▸ TASK TO CARRY OUT:
Count the lines in the data below that contain the word "scarf", and give only the number.

▸ SUPPLIED MATERIAL:

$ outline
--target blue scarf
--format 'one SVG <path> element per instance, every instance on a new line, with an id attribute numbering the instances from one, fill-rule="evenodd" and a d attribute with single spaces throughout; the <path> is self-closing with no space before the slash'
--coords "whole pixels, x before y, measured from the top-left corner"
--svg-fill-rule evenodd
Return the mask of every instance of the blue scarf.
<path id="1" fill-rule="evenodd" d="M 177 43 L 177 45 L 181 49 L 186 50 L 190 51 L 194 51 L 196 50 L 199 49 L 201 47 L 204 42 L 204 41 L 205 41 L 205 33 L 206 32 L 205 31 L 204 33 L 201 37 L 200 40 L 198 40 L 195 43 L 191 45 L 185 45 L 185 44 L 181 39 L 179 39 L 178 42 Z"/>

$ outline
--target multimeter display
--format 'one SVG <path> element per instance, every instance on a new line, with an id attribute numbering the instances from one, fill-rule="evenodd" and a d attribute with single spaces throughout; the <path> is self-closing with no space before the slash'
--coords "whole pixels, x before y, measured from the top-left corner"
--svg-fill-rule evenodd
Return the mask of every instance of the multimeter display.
---
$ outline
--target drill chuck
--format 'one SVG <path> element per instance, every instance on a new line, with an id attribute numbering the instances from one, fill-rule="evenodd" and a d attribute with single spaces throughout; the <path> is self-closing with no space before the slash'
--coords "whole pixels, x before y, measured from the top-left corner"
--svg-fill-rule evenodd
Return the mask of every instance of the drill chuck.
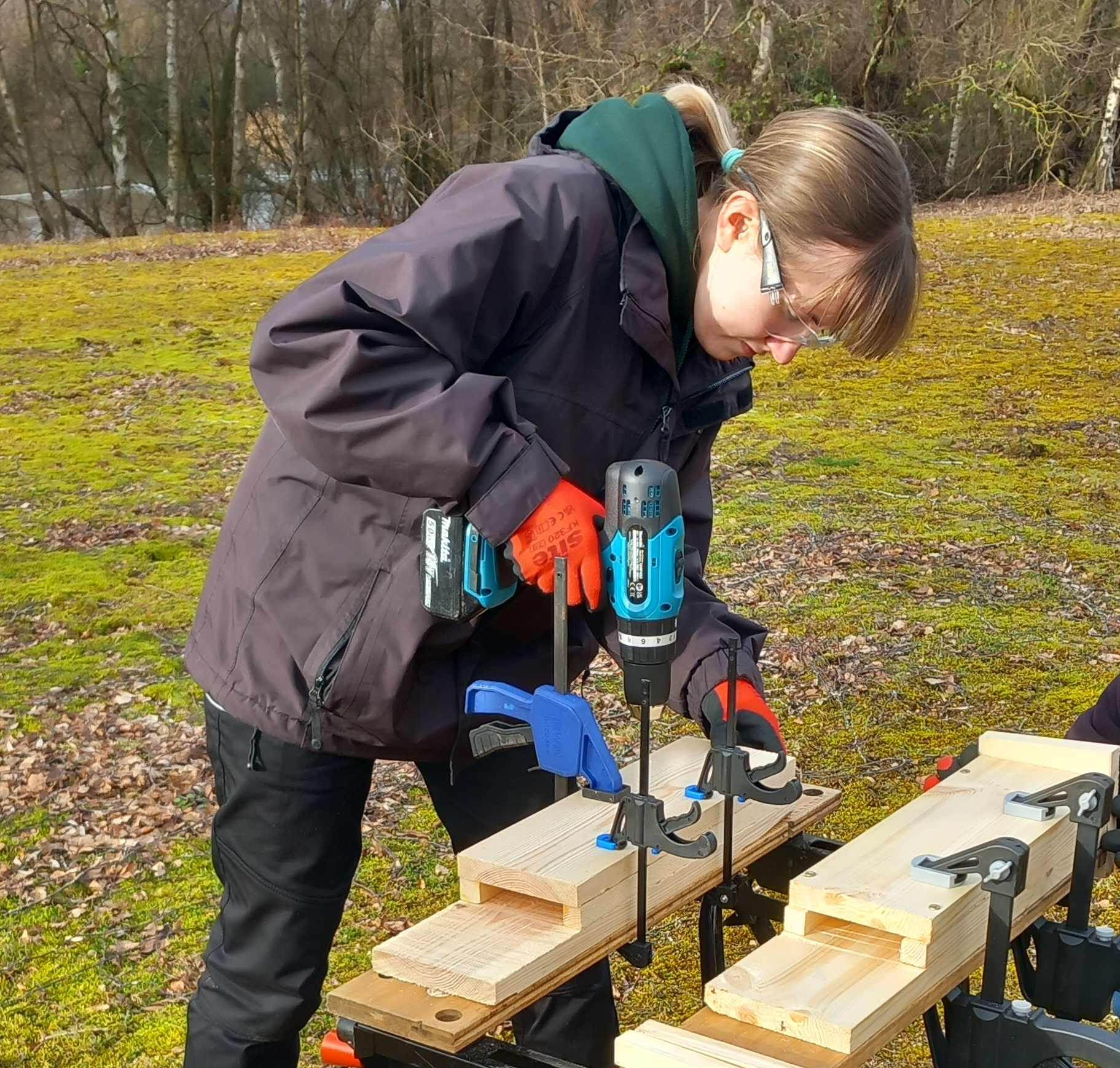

▸ RESPONSE TO THIS TASK:
2